GemStone Smalltalk Formal Syntax
--------------------------------

This is a complete BNF description of GemStone Smalltalk
$Id$


Here are a few notes about interpreting the grammar:

A = expr	This defines the syntactic production `A' in terms of the 
		expression on the right side of the equals sign.

B = C | D	The vertical bar `|' defines alternatives. In this case, the 
		production "B" is one of either "C" or "D".

C = '<'		A symbol in accents is a literal symbol.

D = F G		A sequence of two or more productions means the 
		productions in the order of their appearance.

E = [ A ]	Brackets indicate optional productions.

F = { B }	Braces indicate zero or more occurrences of the productions 
		contained within.

G = A | (B|C)	Parentheses can be used to remove ambiguity.

Task A:
What do brackets indicate in the grammar notes?
The records are unrelated to the grammar notes above.

Supplied records:

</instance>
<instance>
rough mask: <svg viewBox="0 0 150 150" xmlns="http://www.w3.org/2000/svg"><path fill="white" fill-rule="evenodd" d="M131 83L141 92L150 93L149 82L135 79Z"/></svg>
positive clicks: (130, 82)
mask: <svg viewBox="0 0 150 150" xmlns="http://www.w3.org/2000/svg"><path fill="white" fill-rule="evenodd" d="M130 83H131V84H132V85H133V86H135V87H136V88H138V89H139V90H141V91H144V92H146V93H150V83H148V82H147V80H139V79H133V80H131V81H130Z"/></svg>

Task B:
Write out the records again, renaming "positive clicks" to "foreground clicks" and leaving everything else unchanged.

Worked solution A:
Optional productions.

Worked solution B:
</instance>
<instance>
rough mask: <svg viewBox="0 0 150 150" xmlns="http://www.w3.org/2000/svg"><path fill="white" fill-rule="evenodd" d="M131 83L141 92L150 93L149 82L135 79Z"/></svg>
foreground clicks: (130, 82)
mask: <svg viewBox="0 0 150 150" xmlns="http://www.w3.org/2000/svg"><path fill="white" fill-rule="evenodd" d="M130 83H131V84H132V85H133V86H135V87H136V88H138V89H139V90H141V91H144V92H146V93H150V83H148V82H147V80H139V79H133V80H131V81H130Z"/></svg>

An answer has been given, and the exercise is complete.